### What the task asks
Copy the material, keeping every line including the requests, starting at its beginning and ending at the line that contains "point(169, 356)". Shift each coordinate in the answers by adding 12 to it.

★ ★ ★ ★

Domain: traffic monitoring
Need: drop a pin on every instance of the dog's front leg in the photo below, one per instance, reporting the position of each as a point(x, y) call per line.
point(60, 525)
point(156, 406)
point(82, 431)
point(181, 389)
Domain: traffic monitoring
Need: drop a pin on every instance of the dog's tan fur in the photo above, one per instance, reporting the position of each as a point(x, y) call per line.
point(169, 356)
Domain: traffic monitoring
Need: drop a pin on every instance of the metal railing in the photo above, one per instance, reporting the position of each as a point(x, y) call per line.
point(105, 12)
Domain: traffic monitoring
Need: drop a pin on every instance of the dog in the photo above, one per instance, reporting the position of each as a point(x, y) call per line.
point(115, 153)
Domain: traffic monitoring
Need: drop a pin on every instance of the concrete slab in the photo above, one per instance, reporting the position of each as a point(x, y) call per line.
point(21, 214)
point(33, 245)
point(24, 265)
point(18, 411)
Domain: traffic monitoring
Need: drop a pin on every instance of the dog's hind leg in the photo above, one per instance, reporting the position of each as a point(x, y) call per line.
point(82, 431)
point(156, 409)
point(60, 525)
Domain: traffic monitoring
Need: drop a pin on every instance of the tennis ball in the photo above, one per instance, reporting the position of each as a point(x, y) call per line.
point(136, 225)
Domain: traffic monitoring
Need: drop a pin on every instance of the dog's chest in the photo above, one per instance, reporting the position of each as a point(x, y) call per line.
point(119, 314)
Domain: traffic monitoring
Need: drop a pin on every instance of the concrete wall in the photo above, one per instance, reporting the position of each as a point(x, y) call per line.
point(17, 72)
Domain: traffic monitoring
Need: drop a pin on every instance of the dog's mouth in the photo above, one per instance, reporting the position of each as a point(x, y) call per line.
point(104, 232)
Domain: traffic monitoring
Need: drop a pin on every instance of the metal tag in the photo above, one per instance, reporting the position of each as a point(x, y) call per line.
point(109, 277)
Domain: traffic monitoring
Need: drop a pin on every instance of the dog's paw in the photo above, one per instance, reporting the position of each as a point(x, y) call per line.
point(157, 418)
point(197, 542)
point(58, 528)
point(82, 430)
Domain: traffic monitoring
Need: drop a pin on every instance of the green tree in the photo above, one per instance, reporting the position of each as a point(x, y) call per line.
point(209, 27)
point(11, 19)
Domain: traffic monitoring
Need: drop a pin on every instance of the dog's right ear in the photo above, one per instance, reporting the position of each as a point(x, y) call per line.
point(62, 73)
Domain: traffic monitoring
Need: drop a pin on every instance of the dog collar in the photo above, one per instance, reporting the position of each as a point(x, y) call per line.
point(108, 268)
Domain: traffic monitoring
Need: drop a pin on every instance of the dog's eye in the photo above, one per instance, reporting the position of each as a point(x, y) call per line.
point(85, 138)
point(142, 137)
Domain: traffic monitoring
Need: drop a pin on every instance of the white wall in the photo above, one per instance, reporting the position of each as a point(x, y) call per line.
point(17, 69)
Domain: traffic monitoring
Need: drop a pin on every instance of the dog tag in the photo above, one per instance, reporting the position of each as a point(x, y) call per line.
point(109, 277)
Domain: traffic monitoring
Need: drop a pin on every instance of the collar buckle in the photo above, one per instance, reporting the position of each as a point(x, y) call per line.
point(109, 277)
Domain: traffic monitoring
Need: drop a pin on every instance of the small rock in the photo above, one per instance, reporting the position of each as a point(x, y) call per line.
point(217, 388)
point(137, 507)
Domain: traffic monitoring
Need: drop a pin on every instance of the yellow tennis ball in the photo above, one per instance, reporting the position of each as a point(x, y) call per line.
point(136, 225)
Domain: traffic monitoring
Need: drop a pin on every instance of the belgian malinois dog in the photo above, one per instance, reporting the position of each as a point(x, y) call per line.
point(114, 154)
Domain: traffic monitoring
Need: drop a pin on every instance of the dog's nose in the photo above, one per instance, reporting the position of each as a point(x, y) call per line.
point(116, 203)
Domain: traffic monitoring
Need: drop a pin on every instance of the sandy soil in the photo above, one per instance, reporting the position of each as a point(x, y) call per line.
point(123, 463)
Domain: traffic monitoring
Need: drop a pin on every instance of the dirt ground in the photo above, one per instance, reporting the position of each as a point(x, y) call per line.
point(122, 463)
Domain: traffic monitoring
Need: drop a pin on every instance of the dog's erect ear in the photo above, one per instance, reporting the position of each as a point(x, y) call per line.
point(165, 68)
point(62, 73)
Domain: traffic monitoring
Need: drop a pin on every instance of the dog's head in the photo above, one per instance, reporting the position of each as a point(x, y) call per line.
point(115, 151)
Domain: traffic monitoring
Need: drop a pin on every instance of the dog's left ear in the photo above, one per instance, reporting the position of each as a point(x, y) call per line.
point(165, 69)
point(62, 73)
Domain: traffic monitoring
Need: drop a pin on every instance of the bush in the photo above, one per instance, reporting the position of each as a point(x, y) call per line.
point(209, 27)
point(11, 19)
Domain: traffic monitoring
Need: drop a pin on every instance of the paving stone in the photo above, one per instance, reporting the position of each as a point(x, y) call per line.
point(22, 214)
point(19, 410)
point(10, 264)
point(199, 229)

★ ★ ★ ★

### Solved exercise
Domain: traffic monitoring
Need: drop a pin on every instance of the dog's front leg in the photo below, one per instance, reporting the position of each as a point(x, y) call per line.
point(72, 537)
point(168, 418)
point(94, 443)
point(193, 401)
Domain: traffic monitoring
Need: drop a pin on every instance of the dog's tan fur in the photo above, one per instance, reporting the position of each as a point(x, y) call per line.
point(181, 368)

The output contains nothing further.